*WORK INSTRUCTION*
Which lines run from the one containing "x=43, y=193" to the end of the records? Write them out exactly, both ends included, and nothing else.

*TASK DATA*
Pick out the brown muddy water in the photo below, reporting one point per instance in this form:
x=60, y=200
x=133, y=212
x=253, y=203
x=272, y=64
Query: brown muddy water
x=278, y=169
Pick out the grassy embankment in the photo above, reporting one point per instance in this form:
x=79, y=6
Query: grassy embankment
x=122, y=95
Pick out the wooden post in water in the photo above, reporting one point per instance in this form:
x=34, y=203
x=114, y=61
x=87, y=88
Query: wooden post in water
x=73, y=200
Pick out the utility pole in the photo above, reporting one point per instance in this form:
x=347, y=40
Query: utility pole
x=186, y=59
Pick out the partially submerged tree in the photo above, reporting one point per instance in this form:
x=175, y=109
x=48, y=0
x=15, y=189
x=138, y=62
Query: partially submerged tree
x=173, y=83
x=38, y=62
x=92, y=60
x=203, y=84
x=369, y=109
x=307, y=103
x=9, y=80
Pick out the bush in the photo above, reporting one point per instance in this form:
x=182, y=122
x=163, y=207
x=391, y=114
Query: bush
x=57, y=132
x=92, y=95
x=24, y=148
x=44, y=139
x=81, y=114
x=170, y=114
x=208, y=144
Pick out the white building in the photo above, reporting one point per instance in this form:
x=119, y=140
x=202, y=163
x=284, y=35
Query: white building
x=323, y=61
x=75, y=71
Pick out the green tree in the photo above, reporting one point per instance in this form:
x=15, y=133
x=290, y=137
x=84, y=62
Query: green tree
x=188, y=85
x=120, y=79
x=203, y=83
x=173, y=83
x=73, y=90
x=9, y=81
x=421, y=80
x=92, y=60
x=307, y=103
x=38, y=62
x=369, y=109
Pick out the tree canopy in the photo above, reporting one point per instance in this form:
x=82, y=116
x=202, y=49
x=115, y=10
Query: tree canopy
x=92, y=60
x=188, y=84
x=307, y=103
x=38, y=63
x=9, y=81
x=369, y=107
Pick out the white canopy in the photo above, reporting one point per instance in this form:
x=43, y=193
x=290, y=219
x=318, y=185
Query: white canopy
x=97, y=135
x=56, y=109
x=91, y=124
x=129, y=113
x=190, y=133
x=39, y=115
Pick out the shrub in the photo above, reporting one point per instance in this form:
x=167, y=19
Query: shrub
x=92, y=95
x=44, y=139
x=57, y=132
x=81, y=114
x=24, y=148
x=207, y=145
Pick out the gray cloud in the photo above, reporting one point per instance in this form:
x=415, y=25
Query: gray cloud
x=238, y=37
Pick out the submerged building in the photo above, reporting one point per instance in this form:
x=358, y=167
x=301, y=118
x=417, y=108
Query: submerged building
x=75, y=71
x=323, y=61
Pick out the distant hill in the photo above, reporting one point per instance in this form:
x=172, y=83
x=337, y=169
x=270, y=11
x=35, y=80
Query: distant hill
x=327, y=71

*YOUR SOLUTION*
x=43, y=193
x=290, y=219
x=318, y=185
Query: white canopy
x=97, y=135
x=56, y=109
x=91, y=124
x=129, y=113
x=190, y=133
x=39, y=115
Pick out the shrub in the photo above, reporting one point per instance in this form:
x=167, y=19
Query: shrub
x=92, y=95
x=44, y=139
x=57, y=132
x=81, y=114
x=24, y=148
x=207, y=145
Pick out the gray cloud in the photo above, reporting one point per instance in this form:
x=415, y=25
Query: gray cloud
x=238, y=37
Pick out the submerged building in the photo above, reporting one point per instance in this form:
x=358, y=167
x=301, y=118
x=417, y=108
Query: submerged building
x=75, y=71
x=323, y=61
Pick out the distant hill in the photo above, reporting one point per instance in this form:
x=172, y=83
x=337, y=169
x=270, y=11
x=35, y=80
Query: distant hill
x=327, y=71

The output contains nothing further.